Das Portal Joven Cuba veröffentlicht dieser Tage unter dem Titel „Dringende Vorschläge für die kubanische Wirtschaft“ eine Debattenserie mit Gastbeiträgen namhafter kubanischer Ökonomen in- und außerhalb der Insel. Cubaheute veröffentlicht einige ausgewählte Beiträge in deutscher Übersetzung, die einer Creative Commons-Lizenz unterliegen. Der heutige Gastautor Dr. Julio Carranza ist Doktor der Wirtschaftswissenschaften der Universität Havanna, ehemaliger stellvertretender Direktor des Zentrums für Lateinamerika-Studien (CEA) in Havanna sowie ehemaliger Berater der UNESCO für Sozial- und Geisteswissenschaften in Lateinamerika und der Karibik. Derzeit ist er ordentlicher Professor am Zentrum für kubanische Wirtschaftsstudien (CEEC) der Universität Havanna. Der Beitrag erschien erstmals am 8. Januar 2025 auf Spanisch, Hervorhebungen durch den Autor.

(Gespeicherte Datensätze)
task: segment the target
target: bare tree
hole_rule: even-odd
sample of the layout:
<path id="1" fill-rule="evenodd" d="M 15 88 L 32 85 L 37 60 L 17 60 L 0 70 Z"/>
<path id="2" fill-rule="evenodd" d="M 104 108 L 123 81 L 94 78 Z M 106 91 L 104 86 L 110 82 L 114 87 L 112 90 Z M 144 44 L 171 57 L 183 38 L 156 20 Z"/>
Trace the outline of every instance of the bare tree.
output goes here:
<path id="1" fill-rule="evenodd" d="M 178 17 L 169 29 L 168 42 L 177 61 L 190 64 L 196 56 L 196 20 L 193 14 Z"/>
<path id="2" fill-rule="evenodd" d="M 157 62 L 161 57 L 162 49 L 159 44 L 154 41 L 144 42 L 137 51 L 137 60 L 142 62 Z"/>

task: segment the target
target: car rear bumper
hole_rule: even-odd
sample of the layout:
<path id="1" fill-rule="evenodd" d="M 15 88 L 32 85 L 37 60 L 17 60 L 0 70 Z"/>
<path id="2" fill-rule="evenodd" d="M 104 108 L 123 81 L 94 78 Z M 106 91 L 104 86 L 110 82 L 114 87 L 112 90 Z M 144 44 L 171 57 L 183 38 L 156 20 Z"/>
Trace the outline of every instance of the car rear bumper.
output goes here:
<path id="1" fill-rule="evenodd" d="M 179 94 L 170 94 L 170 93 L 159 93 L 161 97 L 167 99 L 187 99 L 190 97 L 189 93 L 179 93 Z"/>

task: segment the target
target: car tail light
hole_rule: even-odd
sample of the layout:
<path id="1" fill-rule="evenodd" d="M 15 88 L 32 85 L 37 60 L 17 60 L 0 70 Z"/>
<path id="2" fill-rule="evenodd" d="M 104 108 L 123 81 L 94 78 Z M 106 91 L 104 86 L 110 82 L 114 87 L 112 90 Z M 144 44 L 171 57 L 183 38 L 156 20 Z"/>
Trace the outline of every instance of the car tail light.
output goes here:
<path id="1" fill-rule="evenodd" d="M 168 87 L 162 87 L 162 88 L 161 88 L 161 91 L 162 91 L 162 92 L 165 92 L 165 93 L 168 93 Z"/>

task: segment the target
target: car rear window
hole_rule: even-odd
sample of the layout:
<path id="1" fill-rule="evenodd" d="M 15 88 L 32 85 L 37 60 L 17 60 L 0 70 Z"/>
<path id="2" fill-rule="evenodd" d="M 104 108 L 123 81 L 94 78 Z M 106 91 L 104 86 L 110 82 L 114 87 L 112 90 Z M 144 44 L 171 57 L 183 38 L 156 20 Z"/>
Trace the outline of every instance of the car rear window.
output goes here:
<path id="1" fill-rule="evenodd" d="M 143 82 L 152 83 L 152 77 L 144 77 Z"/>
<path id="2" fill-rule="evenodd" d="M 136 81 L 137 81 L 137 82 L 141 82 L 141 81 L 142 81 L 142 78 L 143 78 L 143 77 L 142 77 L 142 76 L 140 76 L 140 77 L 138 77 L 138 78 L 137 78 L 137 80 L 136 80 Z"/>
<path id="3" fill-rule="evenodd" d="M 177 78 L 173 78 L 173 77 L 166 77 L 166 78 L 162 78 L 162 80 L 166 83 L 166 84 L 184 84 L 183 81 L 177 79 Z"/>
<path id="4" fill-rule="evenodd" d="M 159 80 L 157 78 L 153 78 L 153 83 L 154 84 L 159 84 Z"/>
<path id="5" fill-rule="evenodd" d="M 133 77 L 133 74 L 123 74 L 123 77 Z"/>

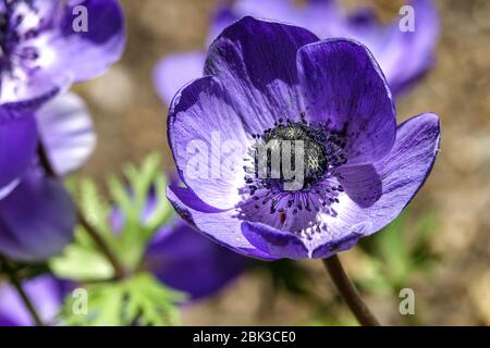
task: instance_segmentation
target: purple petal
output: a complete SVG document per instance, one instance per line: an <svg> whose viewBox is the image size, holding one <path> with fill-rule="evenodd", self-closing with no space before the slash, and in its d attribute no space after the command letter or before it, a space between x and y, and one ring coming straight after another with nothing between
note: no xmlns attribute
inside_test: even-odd
<svg viewBox="0 0 490 348"><path fill-rule="evenodd" d="M242 232L252 245L271 257L295 260L308 257L308 249L292 233L254 222L244 222Z"/></svg>
<svg viewBox="0 0 490 348"><path fill-rule="evenodd" d="M385 156L395 140L395 108L369 51L331 39L301 48L297 57L307 116L345 134L347 165Z"/></svg>
<svg viewBox="0 0 490 348"><path fill-rule="evenodd" d="M334 1L314 0L298 5L295 0L240 0L233 5L236 17L252 15L256 18L280 21L307 28L316 35L338 26L339 13Z"/></svg>
<svg viewBox="0 0 490 348"><path fill-rule="evenodd" d="M234 207L240 199L236 182L244 176L246 135L225 88L210 76L183 88L170 108L168 132L184 183L210 206ZM225 144L235 150L226 151Z"/></svg>
<svg viewBox="0 0 490 348"><path fill-rule="evenodd" d="M50 275L40 275L23 283L44 323L52 322L63 301L62 284ZM34 320L11 285L0 287L0 326L34 326Z"/></svg>
<svg viewBox="0 0 490 348"><path fill-rule="evenodd" d="M183 187L169 187L167 197L184 221L218 244L252 258L275 259L257 249L243 236L242 221L236 217L234 209L212 208Z"/></svg>
<svg viewBox="0 0 490 348"><path fill-rule="evenodd" d="M37 148L32 111L19 114L0 107L0 189L11 185L33 163Z"/></svg>
<svg viewBox="0 0 490 348"><path fill-rule="evenodd" d="M0 200L0 252L20 261L58 254L73 239L75 220L63 186L33 169Z"/></svg>
<svg viewBox="0 0 490 348"><path fill-rule="evenodd" d="M296 51L317 40L306 29L246 16L211 45L205 74L226 87L246 130L261 134L281 117L299 119L304 105Z"/></svg>
<svg viewBox="0 0 490 348"><path fill-rule="evenodd" d="M36 120L58 174L77 170L94 151L94 125L85 102L76 95L57 97L36 112Z"/></svg>
<svg viewBox="0 0 490 348"><path fill-rule="evenodd" d="M339 197L339 214L323 216L331 233L322 236L323 246L313 257L326 258L332 254L332 246L345 249L391 223L424 185L439 141L438 116L421 114L399 126L396 142L385 158L372 165L341 170L346 189Z"/></svg>
<svg viewBox="0 0 490 348"><path fill-rule="evenodd" d="M402 32L400 18L382 26L371 12L359 21L360 12L345 21L342 34L366 45L384 72L392 92L397 96L424 75L433 63L439 36L437 9L430 0L412 0L415 30Z"/></svg>
<svg viewBox="0 0 490 348"><path fill-rule="evenodd" d="M203 76L205 61L204 51L169 54L163 58L154 73L154 84L160 99L170 105L173 96L183 86Z"/></svg>
<svg viewBox="0 0 490 348"><path fill-rule="evenodd" d="M219 291L250 263L182 221L154 237L145 260L163 284L189 294L193 299Z"/></svg>

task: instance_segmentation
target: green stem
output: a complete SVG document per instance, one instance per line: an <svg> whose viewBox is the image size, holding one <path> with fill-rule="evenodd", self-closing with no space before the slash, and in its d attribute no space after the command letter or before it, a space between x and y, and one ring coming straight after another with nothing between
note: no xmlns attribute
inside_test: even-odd
<svg viewBox="0 0 490 348"><path fill-rule="evenodd" d="M46 173L53 177L59 179L58 174L56 173L54 169L51 165L51 162L49 161L48 154L46 152L46 149L41 142L39 142L38 146L38 156L39 161L46 171ZM112 249L109 247L107 241L102 238L102 235L97 231L97 228L91 225L88 220L85 217L85 215L82 212L82 209L76 206L76 215L78 219L78 223L84 227L86 233L90 236L90 238L95 241L95 244L98 246L99 250L106 256L109 263L112 265L112 269L114 270L114 276L118 279L122 279L125 277L125 271L122 262L118 259L115 253L112 251Z"/></svg>
<svg viewBox="0 0 490 348"><path fill-rule="evenodd" d="M342 263L340 262L339 257L334 254L328 259L323 259L322 261L330 274L330 277L339 289L339 293L342 295L345 302L347 303L347 307L357 318L359 323L363 326L381 326L379 321L360 298L360 295L355 288L354 284L348 278L347 274L342 268Z"/></svg>
<svg viewBox="0 0 490 348"><path fill-rule="evenodd" d="M24 302L24 306L29 312L30 316L33 318L33 321L36 324L36 326L44 326L44 323L39 314L36 312L33 302L30 301L29 297L22 287L22 283L17 277L15 269L10 264L10 262L5 258L1 256L0 256L0 265L5 275L9 277L10 283L13 285L19 296L21 297L22 301Z"/></svg>

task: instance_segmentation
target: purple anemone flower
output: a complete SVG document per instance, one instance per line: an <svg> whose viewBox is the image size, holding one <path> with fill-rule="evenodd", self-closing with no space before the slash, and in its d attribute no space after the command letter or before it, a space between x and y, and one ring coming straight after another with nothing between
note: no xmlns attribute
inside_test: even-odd
<svg viewBox="0 0 490 348"><path fill-rule="evenodd" d="M50 275L39 275L24 281L24 290L33 301L40 320L53 323L63 303L65 285ZM0 284L0 326L34 326L34 320L16 290Z"/></svg>
<svg viewBox="0 0 490 348"><path fill-rule="evenodd" d="M440 124L426 113L396 126L362 44L247 16L174 97L168 133L186 185L168 189L176 212L232 250L273 260L328 258L393 221L434 163ZM282 167L257 156L262 144ZM292 182L293 159L303 166Z"/></svg>
<svg viewBox="0 0 490 348"><path fill-rule="evenodd" d="M94 149L95 135L88 111L75 95L58 96L26 114L20 113L19 108L14 110L15 113L5 113L11 115L5 122L5 128L10 127L5 137L0 122L0 144L9 137L14 140L12 147L0 147L0 177L10 183L0 190L0 253L14 260L44 260L59 253L72 240L75 210L63 185L48 177L35 163L37 141L30 144L30 137L22 136L17 132L22 128L15 125L32 126L34 133L29 135L34 134L35 139L39 132L60 175L84 163Z"/></svg>
<svg viewBox="0 0 490 348"><path fill-rule="evenodd" d="M250 262L179 219L171 226L161 227L151 239L145 264L161 283L197 300L223 289Z"/></svg>
<svg viewBox="0 0 490 348"><path fill-rule="evenodd" d="M125 45L117 0L0 2L0 103L94 78Z"/></svg>
<svg viewBox="0 0 490 348"><path fill-rule="evenodd" d="M334 0L309 0L298 7L293 0L237 0L217 11L210 44L221 29L245 15L305 27L322 39L350 38L368 47L383 71L394 96L406 91L432 65L439 36L439 17L431 0L409 0L415 30L402 32L400 18L382 24L370 9L341 11ZM175 53L162 59L155 71L160 98L170 104L186 83L203 76L206 52Z"/></svg>

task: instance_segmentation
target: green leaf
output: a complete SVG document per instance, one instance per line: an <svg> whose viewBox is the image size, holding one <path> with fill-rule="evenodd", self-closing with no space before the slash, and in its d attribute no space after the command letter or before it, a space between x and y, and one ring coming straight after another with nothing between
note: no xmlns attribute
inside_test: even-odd
<svg viewBox="0 0 490 348"><path fill-rule="evenodd" d="M148 273L117 283L94 284L86 290L87 313L75 314L72 310L75 299L68 297L60 314L63 324L164 326L181 322L177 303L185 296L164 287Z"/></svg>
<svg viewBox="0 0 490 348"><path fill-rule="evenodd" d="M77 236L84 236L81 229ZM81 237L83 239L83 237ZM95 248L72 244L60 257L49 261L51 271L59 277L77 282L110 279L114 271L109 261Z"/></svg>
<svg viewBox="0 0 490 348"><path fill-rule="evenodd" d="M168 179L157 154L146 158L139 167L125 165L123 172L124 181L115 175L107 178L109 199L103 198L89 178L71 178L70 187L88 223L132 272L138 269L149 240L169 221L173 209L166 197ZM151 212L147 207L150 195L156 201ZM114 213L120 214L122 226L113 225ZM83 226L77 227L74 243L51 260L50 266L58 276L78 282L113 277L106 256Z"/></svg>

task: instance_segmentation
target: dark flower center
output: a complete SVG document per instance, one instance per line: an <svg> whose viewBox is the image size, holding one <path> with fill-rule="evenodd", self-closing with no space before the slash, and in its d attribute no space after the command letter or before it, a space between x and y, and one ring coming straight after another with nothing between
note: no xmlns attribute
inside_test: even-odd
<svg viewBox="0 0 490 348"><path fill-rule="evenodd" d="M346 163L345 136L329 123L279 120L253 135L238 219L261 222L307 239L327 231L322 213L336 216L344 191L336 169ZM247 163L246 162L246 163Z"/></svg>
<svg viewBox="0 0 490 348"><path fill-rule="evenodd" d="M328 158L324 149L326 136L321 130L307 127L303 123L280 124L275 128L264 134L264 144L269 145L267 153L267 166L272 167L273 156L278 156L281 163L279 178L271 177L271 171L267 173L267 181L274 184L291 182L293 178L284 173L284 166L292 171L303 170L303 187L310 187L323 177L328 169ZM257 151L257 157L260 156ZM289 153L287 153L289 152ZM259 159L256 157L256 174ZM289 163L285 163L285 162ZM301 169L296 167L301 163ZM282 165L285 164L285 165Z"/></svg>
<svg viewBox="0 0 490 348"><path fill-rule="evenodd" d="M308 189L324 178L329 169L346 161L341 137L323 125L309 125L304 117L301 122L280 120L273 128L254 137L252 172L268 188Z"/></svg>

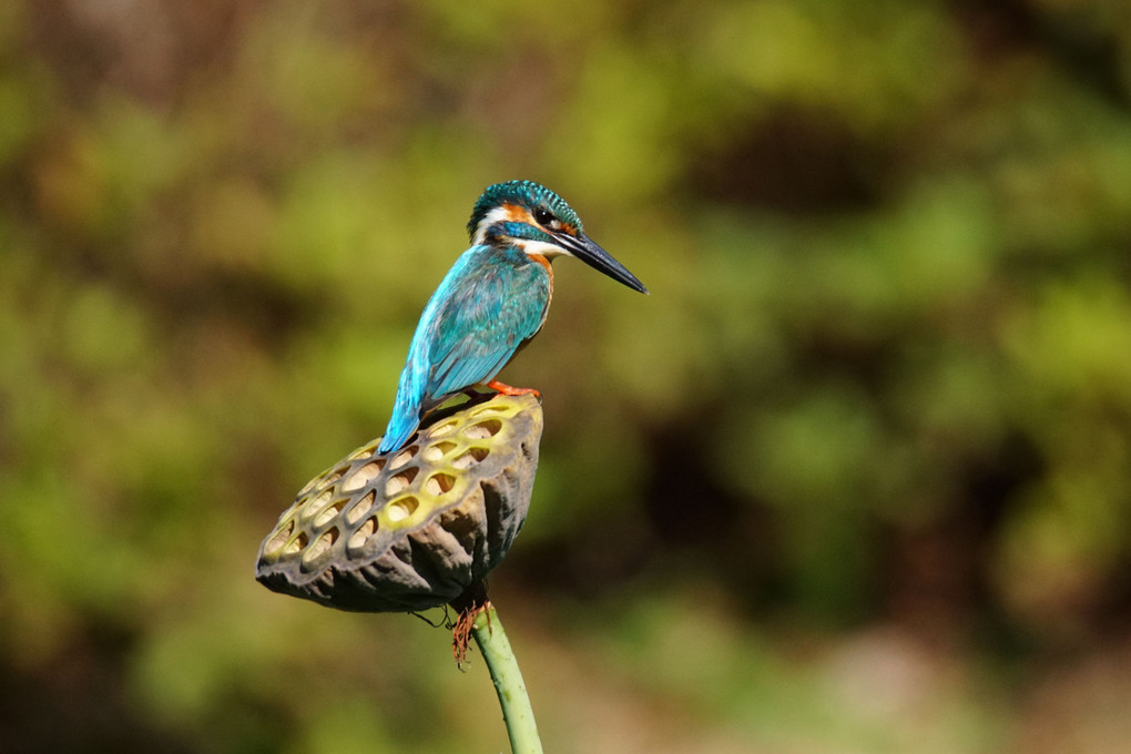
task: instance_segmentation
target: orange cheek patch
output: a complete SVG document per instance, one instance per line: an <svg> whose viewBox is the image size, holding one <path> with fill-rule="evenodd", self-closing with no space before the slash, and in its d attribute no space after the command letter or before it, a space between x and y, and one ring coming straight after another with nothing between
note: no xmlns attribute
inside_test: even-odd
<svg viewBox="0 0 1131 754"><path fill-rule="evenodd" d="M534 260L534 261L536 261L537 263L539 263L539 265L542 265L543 267L545 267L545 268L546 268L546 271L547 271L547 272L550 272L550 279L551 279L551 280L553 280L553 279L554 279L554 269L553 269L552 267L550 267L550 260L549 260L549 259L546 259L546 258L545 258L545 257L543 257L542 254L532 254L532 253L529 253L529 252L527 252L527 254L526 254L526 255L527 255L527 257L528 257L529 259L533 259L533 260Z"/></svg>
<svg viewBox="0 0 1131 754"><path fill-rule="evenodd" d="M518 205L503 205L502 210L507 214L507 222L509 223L534 223L530 213Z"/></svg>

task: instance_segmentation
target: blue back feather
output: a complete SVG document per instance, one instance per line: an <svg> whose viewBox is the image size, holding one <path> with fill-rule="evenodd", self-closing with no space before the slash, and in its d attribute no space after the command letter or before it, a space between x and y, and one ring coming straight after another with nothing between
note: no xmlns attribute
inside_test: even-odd
<svg viewBox="0 0 1131 754"><path fill-rule="evenodd" d="M378 450L400 448L424 411L492 380L542 327L550 287L550 271L515 246L465 251L424 307Z"/></svg>

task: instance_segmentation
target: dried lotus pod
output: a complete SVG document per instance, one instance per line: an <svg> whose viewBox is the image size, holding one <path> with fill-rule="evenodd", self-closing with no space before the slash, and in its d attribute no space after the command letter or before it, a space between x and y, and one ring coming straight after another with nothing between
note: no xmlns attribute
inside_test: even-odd
<svg viewBox="0 0 1131 754"><path fill-rule="evenodd" d="M526 519L542 407L493 396L437 414L386 454L378 440L312 479L259 548L269 589L345 610L444 605L507 555Z"/></svg>

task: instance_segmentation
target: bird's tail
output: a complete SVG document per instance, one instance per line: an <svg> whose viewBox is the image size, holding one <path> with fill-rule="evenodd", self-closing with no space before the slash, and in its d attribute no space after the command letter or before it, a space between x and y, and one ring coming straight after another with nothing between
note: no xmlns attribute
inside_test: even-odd
<svg viewBox="0 0 1131 754"><path fill-rule="evenodd" d="M413 369L412 359L405 365L400 373L400 383L397 385L397 399L392 404L392 416L389 417L389 426L385 430L385 436L377 447L379 453L388 453L397 450L413 436L416 427L421 423L424 404L425 375L418 374Z"/></svg>

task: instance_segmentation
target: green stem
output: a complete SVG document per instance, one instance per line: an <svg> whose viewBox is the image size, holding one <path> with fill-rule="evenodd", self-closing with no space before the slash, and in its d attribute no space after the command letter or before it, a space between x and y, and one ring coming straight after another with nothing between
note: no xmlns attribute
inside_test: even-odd
<svg viewBox="0 0 1131 754"><path fill-rule="evenodd" d="M507 734L510 736L510 749L513 754L542 754L542 740L538 739L538 727L534 722L534 710L530 697L526 694L523 673L518 669L518 660L507 641L507 632L494 606L490 603L475 618L472 627L475 643L483 652L495 692L499 694L499 705L507 722Z"/></svg>

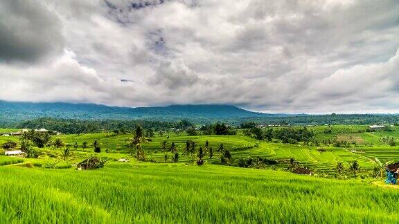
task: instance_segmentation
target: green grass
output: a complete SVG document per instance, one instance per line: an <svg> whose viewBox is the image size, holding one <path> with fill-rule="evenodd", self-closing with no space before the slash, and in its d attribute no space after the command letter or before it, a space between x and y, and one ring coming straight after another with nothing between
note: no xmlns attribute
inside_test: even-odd
<svg viewBox="0 0 399 224"><path fill-rule="evenodd" d="M393 223L397 189L217 165L0 167L0 223Z"/></svg>

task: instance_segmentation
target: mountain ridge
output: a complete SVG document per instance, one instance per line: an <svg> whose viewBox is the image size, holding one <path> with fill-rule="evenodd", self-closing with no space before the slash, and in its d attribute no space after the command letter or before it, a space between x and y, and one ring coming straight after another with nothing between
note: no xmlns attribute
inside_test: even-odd
<svg viewBox="0 0 399 224"><path fill-rule="evenodd" d="M124 107L68 102L0 101L0 119L18 122L37 118L80 120L190 120L213 121L263 118L283 114L254 112L226 104L172 104L165 106Z"/></svg>

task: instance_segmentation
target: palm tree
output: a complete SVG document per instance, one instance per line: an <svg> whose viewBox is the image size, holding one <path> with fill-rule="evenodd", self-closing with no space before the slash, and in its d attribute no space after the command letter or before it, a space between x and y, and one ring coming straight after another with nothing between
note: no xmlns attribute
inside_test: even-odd
<svg viewBox="0 0 399 224"><path fill-rule="evenodd" d="M166 140L161 142L161 146L162 147L162 151L165 151L165 150L166 149L166 144L168 144L168 142L166 142Z"/></svg>
<svg viewBox="0 0 399 224"><path fill-rule="evenodd" d="M296 165L298 165L298 162L294 157L291 157L290 159L290 167L288 167L288 169L293 169L296 167Z"/></svg>
<svg viewBox="0 0 399 224"><path fill-rule="evenodd" d="M175 153L177 152L177 147L175 142L172 142L172 145L170 146L170 152Z"/></svg>
<svg viewBox="0 0 399 224"><path fill-rule="evenodd" d="M132 138L127 140L128 141L127 147L130 149L130 154L133 156L134 150L136 149L136 158L137 160L144 160L145 153L141 147L141 143L148 142L143 136L143 129L140 125L136 127L134 136Z"/></svg>
<svg viewBox="0 0 399 224"><path fill-rule="evenodd" d="M207 152L208 150L209 150L209 142L206 140L205 142L205 153Z"/></svg>
<svg viewBox="0 0 399 224"><path fill-rule="evenodd" d="M198 150L198 160L197 160L197 164L200 166L204 165L204 160L202 158L205 156L205 152L202 149L202 147L200 147L200 150Z"/></svg>
<svg viewBox="0 0 399 224"><path fill-rule="evenodd" d="M64 148L64 150L62 150L62 157L64 157L64 161L65 161L66 158L69 156L71 156L71 150L69 150L69 148L66 147Z"/></svg>
<svg viewBox="0 0 399 224"><path fill-rule="evenodd" d="M338 161L337 162L337 171L338 171L338 174L341 175L342 171L344 171L344 163L342 161Z"/></svg>
<svg viewBox="0 0 399 224"><path fill-rule="evenodd" d="M377 178L378 177L378 176L382 177L382 175L384 174L384 172L385 171L385 169L387 169L387 166L388 165L389 165L390 163L392 162L392 160L389 160L387 162L385 162L384 164L382 164L382 162L381 162L381 161L380 161L379 159L378 158L374 158L374 160L375 160L375 162L377 163L377 167L375 167L374 168L374 169L376 171L375 172L375 178Z"/></svg>
<svg viewBox="0 0 399 224"><path fill-rule="evenodd" d="M186 148L184 149L184 152L183 153L184 156L188 156L190 151L190 145L191 145L191 140L187 140L186 142Z"/></svg>
<svg viewBox="0 0 399 224"><path fill-rule="evenodd" d="M221 153L222 153L223 151L224 151L224 146L223 145L223 143L220 143L220 144L219 145L219 148L218 149L218 151L219 151Z"/></svg>
<svg viewBox="0 0 399 224"><path fill-rule="evenodd" d="M356 174L357 173L359 169L360 169L360 165L359 165L359 162L357 162L357 160L353 160L353 162L352 162L352 164L351 165L350 168L351 170L352 170L352 171L353 172L353 175L355 176L355 177L356 177Z"/></svg>
<svg viewBox="0 0 399 224"><path fill-rule="evenodd" d="M61 148L62 147L64 146L64 142L62 142L62 140L61 140L61 138L57 138L54 140L53 144L55 147L55 148Z"/></svg>

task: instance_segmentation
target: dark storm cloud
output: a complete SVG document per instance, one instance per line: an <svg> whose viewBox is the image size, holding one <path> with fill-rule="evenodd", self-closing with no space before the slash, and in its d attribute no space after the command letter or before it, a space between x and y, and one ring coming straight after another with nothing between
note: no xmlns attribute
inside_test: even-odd
<svg viewBox="0 0 399 224"><path fill-rule="evenodd" d="M61 28L42 1L0 1L0 61L32 62L62 53Z"/></svg>
<svg viewBox="0 0 399 224"><path fill-rule="evenodd" d="M0 6L0 100L399 109L397 1ZM8 63L15 61L26 64Z"/></svg>

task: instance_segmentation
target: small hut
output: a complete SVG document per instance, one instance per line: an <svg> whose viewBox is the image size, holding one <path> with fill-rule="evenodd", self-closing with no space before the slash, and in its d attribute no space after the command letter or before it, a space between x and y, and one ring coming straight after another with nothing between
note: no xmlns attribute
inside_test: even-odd
<svg viewBox="0 0 399 224"><path fill-rule="evenodd" d="M389 184L396 184L396 180L399 176L399 162L390 164L387 166L387 179L385 183Z"/></svg>
<svg viewBox="0 0 399 224"><path fill-rule="evenodd" d="M296 167L292 172L298 174L313 175L313 172L310 169L304 167Z"/></svg>
<svg viewBox="0 0 399 224"><path fill-rule="evenodd" d="M104 167L104 161L96 157L91 157L79 163L77 167L81 169L94 169Z"/></svg>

## ZU ERLEDIGENDE AUFGABEN:
1. Geben Sie aus dem Text zur Debattenserie den Abschnitt von „Das Portal Joven“ bis einschließlich „durch den Autor.“ wortgetreu wieder.
2. An welcher Einrichtung ist Julio Carranza laut dem Text zur Debattenserie derzeit ordentlicher Professor?
Die Datensätze stammen aus einer anderen Quelle als der Text.

## AUSGEARBEITETE LÖSUNGEN:
1.
Das Portal Joven Cuba veröffentlicht dieser Tage unter dem Titel „Dringende Vorschläge für die kubanische Wirtschaft“ eine Debattenserie mit Gastbeiträgen namhafter kubanischer Ökonomen in- und außerhalb der Insel. Cubaheute veröffentlicht einige ausgewählte Beiträge in deutscher Übersetzung, die einer Creative Commons-Lizenz unterliegen. Der heutige Gastautor Dr. Julio Carranza ist Doktor der Wirtschaftswissenschaften der Universität Havanna, ehemaliger stellvertretender Direktor des Zentrums für Lateinamerika-Studien (CEA) in Havanna sowie ehemaliger Berater der UNESCO für Sozial- und Geisteswissenschaften in Lateinamerika und der Karibik. Derzeit ist er ordentlicher Professor am Zentrum für kubanische Wirtschaftsstudien (CEEC) der Universität Havanna. Der Beitrag erschien erstmals am 8. Januar 2025 auf Spanisch, Hervorhebungen durch den Autor.

2. Am Zentrum für kubanische Wirtschaftsstudien (CEEC) der Universität Havanna.